Description of the task: Count the lines in the entries below that contain the string "Name", with case counting. Reply with the number only.

+++++

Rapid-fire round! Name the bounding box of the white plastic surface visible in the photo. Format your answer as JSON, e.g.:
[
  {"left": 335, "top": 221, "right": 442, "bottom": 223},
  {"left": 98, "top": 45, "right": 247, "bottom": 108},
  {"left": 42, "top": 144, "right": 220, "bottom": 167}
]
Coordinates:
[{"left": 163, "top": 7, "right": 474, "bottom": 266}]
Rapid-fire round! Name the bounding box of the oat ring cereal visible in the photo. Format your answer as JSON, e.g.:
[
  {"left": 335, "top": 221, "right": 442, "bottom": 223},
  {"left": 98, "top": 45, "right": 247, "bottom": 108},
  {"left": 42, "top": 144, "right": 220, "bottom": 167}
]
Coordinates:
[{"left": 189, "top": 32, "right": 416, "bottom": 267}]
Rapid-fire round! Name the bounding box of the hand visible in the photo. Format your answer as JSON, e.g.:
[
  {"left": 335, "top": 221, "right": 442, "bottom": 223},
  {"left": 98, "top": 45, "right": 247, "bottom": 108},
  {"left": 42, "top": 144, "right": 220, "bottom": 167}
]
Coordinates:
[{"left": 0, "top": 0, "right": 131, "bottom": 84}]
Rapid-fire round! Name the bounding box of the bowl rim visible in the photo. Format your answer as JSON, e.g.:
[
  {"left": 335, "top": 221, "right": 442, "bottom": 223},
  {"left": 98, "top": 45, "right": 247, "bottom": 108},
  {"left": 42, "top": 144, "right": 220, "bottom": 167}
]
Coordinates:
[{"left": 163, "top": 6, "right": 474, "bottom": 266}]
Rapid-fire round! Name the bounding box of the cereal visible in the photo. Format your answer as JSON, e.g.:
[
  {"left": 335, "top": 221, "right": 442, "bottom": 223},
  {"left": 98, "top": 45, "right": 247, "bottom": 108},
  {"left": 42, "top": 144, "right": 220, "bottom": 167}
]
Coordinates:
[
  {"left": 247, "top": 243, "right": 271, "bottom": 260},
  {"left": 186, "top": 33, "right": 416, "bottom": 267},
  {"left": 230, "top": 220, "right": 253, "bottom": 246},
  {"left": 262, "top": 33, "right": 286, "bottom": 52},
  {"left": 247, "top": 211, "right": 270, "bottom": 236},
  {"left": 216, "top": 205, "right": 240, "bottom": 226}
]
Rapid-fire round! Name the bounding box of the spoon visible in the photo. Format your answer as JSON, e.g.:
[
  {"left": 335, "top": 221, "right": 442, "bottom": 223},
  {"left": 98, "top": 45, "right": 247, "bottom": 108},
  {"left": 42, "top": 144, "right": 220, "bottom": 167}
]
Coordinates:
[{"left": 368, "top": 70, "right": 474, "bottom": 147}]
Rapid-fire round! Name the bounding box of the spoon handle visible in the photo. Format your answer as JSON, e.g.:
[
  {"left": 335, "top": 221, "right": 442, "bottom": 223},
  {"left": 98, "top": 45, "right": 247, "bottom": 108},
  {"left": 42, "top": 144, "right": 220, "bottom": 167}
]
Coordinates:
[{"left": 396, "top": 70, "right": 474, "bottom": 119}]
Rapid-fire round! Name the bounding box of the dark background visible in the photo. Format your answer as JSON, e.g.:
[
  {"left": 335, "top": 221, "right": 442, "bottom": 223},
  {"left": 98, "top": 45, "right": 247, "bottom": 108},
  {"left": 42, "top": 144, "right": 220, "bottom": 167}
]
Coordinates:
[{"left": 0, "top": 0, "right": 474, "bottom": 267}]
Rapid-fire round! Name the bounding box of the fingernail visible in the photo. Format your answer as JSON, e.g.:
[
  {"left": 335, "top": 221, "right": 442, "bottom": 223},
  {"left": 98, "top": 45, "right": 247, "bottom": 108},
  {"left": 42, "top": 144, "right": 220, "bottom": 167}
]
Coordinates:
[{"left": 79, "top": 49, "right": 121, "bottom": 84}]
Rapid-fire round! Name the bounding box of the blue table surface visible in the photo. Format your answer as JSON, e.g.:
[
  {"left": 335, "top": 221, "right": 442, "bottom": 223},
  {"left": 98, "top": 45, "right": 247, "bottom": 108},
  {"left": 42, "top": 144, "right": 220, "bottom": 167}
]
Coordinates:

+++++

Result of this exercise: 10